(Stored data)
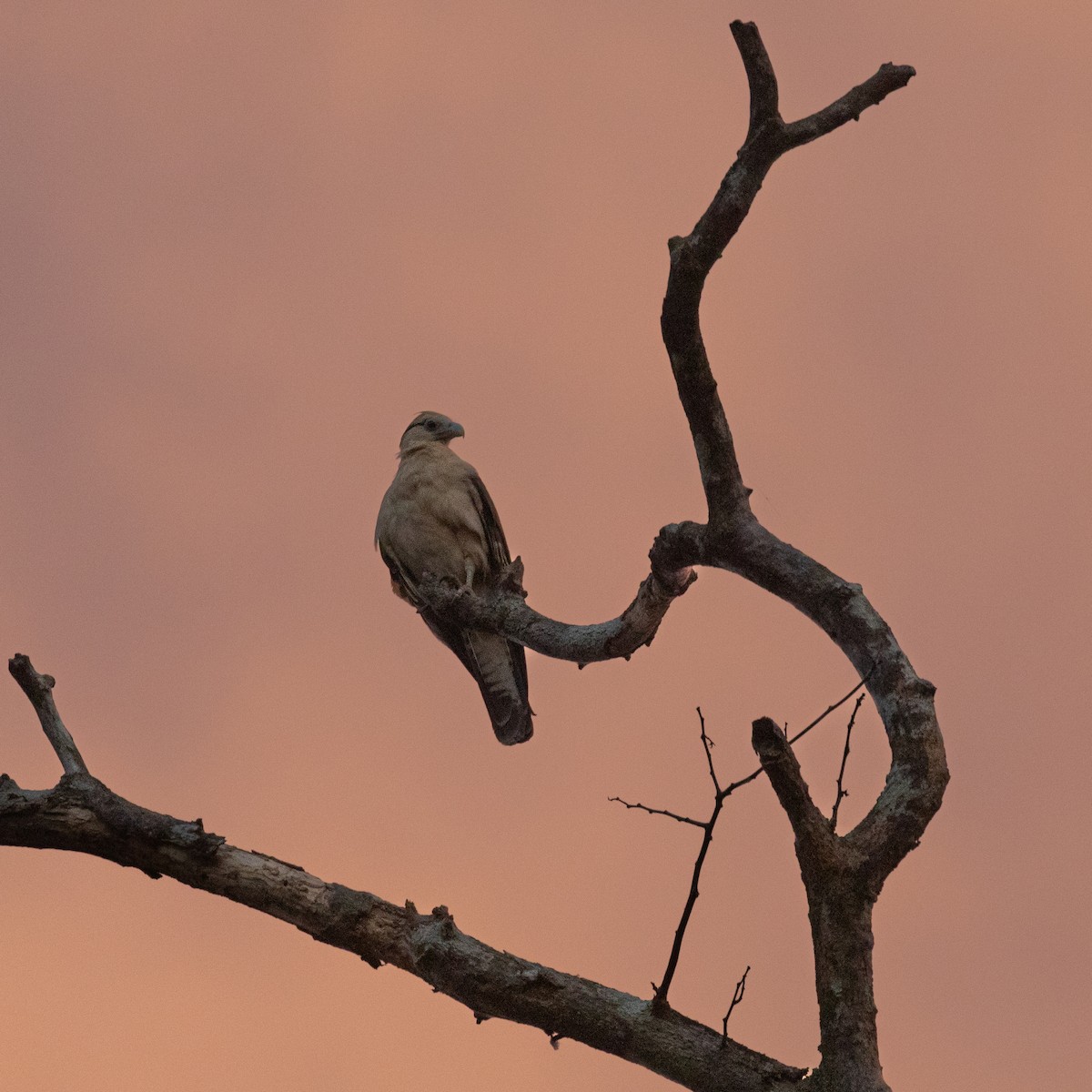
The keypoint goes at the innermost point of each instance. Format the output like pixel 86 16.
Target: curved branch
pixel 502 610
pixel 82 814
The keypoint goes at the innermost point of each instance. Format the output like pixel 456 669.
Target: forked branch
pixel 844 876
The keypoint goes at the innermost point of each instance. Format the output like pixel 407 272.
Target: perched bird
pixel 437 518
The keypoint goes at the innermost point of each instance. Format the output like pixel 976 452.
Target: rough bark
pixel 82 814
pixel 844 875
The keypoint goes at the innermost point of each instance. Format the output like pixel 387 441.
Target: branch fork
pixel 842 874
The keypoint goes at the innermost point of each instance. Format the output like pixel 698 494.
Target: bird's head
pixel 430 427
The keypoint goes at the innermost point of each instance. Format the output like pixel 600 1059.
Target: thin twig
pixel 708 743
pixel 841 774
pixel 660 1002
pixel 729 790
pixel 39 689
pixel 737 996
pixel 720 795
pixel 656 812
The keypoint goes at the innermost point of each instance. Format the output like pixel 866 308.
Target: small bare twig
pixel 841 774
pixel 729 790
pixel 39 689
pixel 656 812
pixel 708 743
pixel 720 795
pixel 737 996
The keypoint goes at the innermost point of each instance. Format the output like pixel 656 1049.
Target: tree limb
pixel 82 814
pixel 501 609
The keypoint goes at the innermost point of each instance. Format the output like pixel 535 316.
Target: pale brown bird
pixel 437 518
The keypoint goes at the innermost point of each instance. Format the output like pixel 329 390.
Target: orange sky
pixel 244 244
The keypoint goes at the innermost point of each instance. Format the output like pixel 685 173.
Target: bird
pixel 438 519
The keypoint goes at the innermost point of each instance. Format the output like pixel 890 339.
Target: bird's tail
pixel 500 671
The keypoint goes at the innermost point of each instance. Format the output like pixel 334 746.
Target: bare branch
pixel 658 812
pixel 660 1002
pixel 850 106
pixel 708 745
pixel 39 691
pixel 841 793
pixel 781 767
pixel 82 814
pixel 502 610
pixel 737 996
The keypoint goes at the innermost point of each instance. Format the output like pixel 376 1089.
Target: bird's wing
pixel 495 541
pixel 437 518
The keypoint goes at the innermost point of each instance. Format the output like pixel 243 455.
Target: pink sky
pixel 245 244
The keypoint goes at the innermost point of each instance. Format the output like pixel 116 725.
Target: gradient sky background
pixel 244 244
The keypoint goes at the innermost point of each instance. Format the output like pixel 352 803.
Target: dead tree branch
pixel 502 610
pixel 842 875
pixel 720 795
pixel 737 996
pixel 840 793
pixel 39 691
pixel 83 816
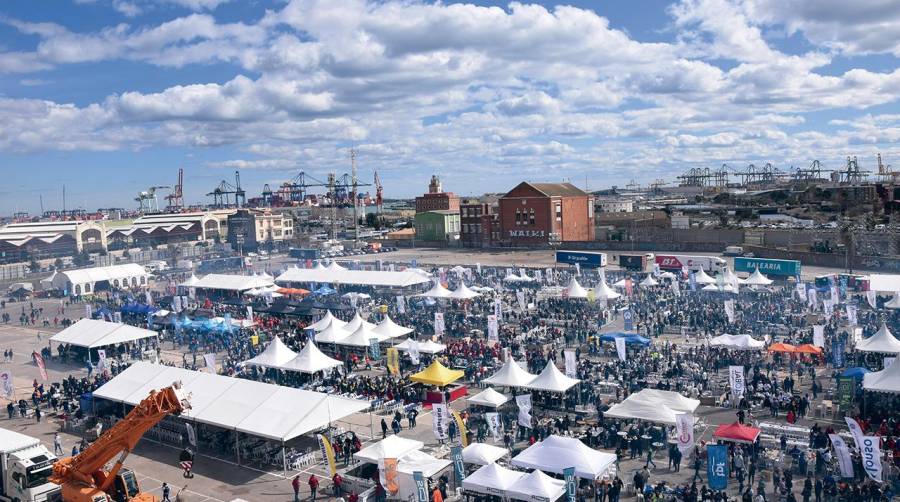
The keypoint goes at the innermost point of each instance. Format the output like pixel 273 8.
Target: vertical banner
pixel 439 323
pixel 620 348
pixel 524 403
pixel 439 421
pixel 571 483
pixel 327 453
pixel 571 364
pixel 842 452
pixel 684 426
pixel 717 466
pixel 870 450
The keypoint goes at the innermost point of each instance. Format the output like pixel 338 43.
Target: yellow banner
pixel 393 361
pixel 327 453
pixel 463 434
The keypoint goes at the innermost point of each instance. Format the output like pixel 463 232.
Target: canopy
pixel 93 333
pixel 489 398
pixel 739 342
pixel 491 479
pixel 782 347
pixel 886 380
pixel 881 342
pixel 437 374
pixel 327 321
pixel 737 432
pixel 483 453
pixel 390 329
pixel 510 375
pixel 255 408
pixel 276 355
pixel 552 380
pixel 463 293
pixel 537 486
pixel 557 453
pixel 390 447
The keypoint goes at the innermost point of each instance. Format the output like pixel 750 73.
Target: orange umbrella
pixel 782 347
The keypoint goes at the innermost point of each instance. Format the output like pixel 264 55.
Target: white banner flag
pixel 571 364
pixel 684 425
pixel 620 348
pixel 736 379
pixel 871 455
pixel 524 404
pixel 843 455
pixel 819 335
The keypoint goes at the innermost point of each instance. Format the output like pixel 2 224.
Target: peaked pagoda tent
pixel 881 342
pixel 510 375
pixel 552 380
pixel 437 374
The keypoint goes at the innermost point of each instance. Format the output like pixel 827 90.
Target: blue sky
pixel 108 97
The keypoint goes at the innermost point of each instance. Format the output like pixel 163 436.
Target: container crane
pixel 83 478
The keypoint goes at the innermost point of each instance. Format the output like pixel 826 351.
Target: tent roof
pixel 886 380
pixel 510 375
pixel 260 409
pixel 437 374
pixel 537 486
pixel 552 380
pixel 557 453
pixel 737 432
pixel 390 447
pixel 92 333
pixel 882 341
pixel 488 397
pixel 329 275
pixel 483 453
pixel 491 479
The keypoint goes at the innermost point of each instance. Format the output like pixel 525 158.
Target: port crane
pixel 83 478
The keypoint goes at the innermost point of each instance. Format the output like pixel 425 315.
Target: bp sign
pixel 787 268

**Problem**
Please update the rows above by replacing "innermost point" with "central point" everywhere and changing nothing else. Leave the pictures out of your answer.

**Answer to the task**
The keypoint goes at the central point of each instance. Format the output like pixel 86 16.
Target: curved branch
pixel 502 610
pixel 82 814
The keypoint goes at the central point of each instance. Format the output like pixel 456 669.
Target: forked branch
pixel 844 876
The keypoint goes at the central point of each instance. Format the output like pixel 407 272.
Target: perched bird
pixel 437 518
The keypoint goes at the central point of each instance. Format the output like pixel 976 452.
Target: rough bark
pixel 82 814
pixel 844 875
The keypoint goes at the central point of each instance. Format the output like pixel 387 441.
Target: branch fork
pixel 842 874
The keypoint goes at the central point of each instance. Format the output like pixel 698 494.
Target: bird's head
pixel 430 427
The keypoint goes at the central point of each instance. Format the output like pixel 600 1059.
Target: thin twig
pixel 708 743
pixel 841 774
pixel 660 1002
pixel 729 790
pixel 39 689
pixel 737 996
pixel 720 795
pixel 656 812
The keypoint goes at the central point of each instance. Format the output like pixel 866 308.
Target: small bare twig
pixel 841 774
pixel 729 790
pixel 39 689
pixel 656 812
pixel 708 743
pixel 720 795
pixel 737 996
The keypoint goes at the central point of each instance. Format the output like pixel 656 1049.
Target: tree limb
pixel 82 814
pixel 501 609
The keypoint goes at the central point of each instance. Format the output like pixel 535 316.
Target: pale brown bird
pixel 437 518
The keypoint goes at the central point of each instance. Format the output like pixel 329 390.
Target: orange sky
pixel 244 244
The keypoint goes at the central point of each instance. Format the output like pixel 685 173.
Target: bird
pixel 438 519
The keypoint goes at the central point of each instance. Format the output like pixel 890 339.
Target: bird's tail
pixel 500 671
The keypoint goes at the central point of each instance. Format the output like pixel 334 746.
Target: bare branch
pixel 658 812
pixel 660 1002
pixel 850 106
pixel 708 745
pixel 39 691
pixel 841 793
pixel 781 767
pixel 82 814
pixel 502 610
pixel 737 996
The keypoint goes at the central point of each instance. Format the output like pixel 376 1089.
Target: bird's wing
pixel 495 541
pixel 437 518
The keypoint goes at the central point of each instance. Format the output like pixel 243 455.
Target: pink sky
pixel 245 244
The keypoint goes at the central point of each instance. Format the output like pixel 116 725.
Target: gradient sky background
pixel 244 244
The keypoint goes at the central point of each instance. Format the output like pixel 352 803.
Target: dead tree branch
pixel 502 610
pixel 842 875
pixel 720 795
pixel 737 996
pixel 840 793
pixel 39 691
pixel 83 816
The keypoint goes at the central point of each instance. Format the output like pixel 273 8.
Target: vertical banner
pixel 439 323
pixel 620 348
pixel 524 403
pixel 439 421
pixel 571 483
pixel 327 453
pixel 571 364
pixel 842 452
pixel 684 426
pixel 717 466
pixel 870 450
The keypoint goes at the central point of each instance. Format the output like pixel 338 43.
Target: yellow banner
pixel 393 361
pixel 327 453
pixel 463 434
The keypoint goes at the central point of each instance. Format the output like pixel 463 232.
Target: canopy
pixel 93 333
pixel 489 398
pixel 739 342
pixel 491 479
pixel 782 347
pixel 886 380
pixel 881 342
pixel 437 374
pixel 327 321
pixel 737 432
pixel 483 453
pixel 390 329
pixel 510 375
pixel 255 408
pixel 276 355
pixel 552 380
pixel 463 293
pixel 537 486
pixel 557 453
pixel 390 447
The keypoint goes at the central point of each instance. Format the output like pixel 750 73.
Target: orange umbrella
pixel 782 347
The keypoint goes at the central point of each instance. Format the output like pixel 264 55.
Target: white banner flag
pixel 571 364
pixel 684 425
pixel 620 348
pixel 736 379
pixel 871 455
pixel 524 404
pixel 843 455
pixel 819 335
The keypoint goes at the central point of each instance. Format the output like pixel 2 224.
Target: peaked pagoda tent
pixel 881 342
pixel 510 375
pixel 552 380
pixel 437 374
The keypoint goes at the central point of each instance. Format the output like pixel 827 90.
Target: blue sky
pixel 108 97
The keypoint goes at the central point of each instance. Format the output like pixel 163 436.
Target: container crane
pixel 83 478
The keypoint goes at the central point of each instance. Format the output like pixel 826 351.
Target: tent roof
pixel 886 380
pixel 510 375
pixel 260 409
pixel 437 374
pixel 537 486
pixel 552 380
pixel 557 453
pixel 737 432
pixel 390 447
pixel 92 333
pixel 882 341
pixel 488 397
pixel 329 275
pixel 483 453
pixel 491 479
The keypoint goes at the central point of each instance. Format the output like pixel 525 158.
Target: port crane
pixel 83 478
The keypoint goes at the central point of each instance. Format the output like pixel 425 315.
Target: bp sign
pixel 787 268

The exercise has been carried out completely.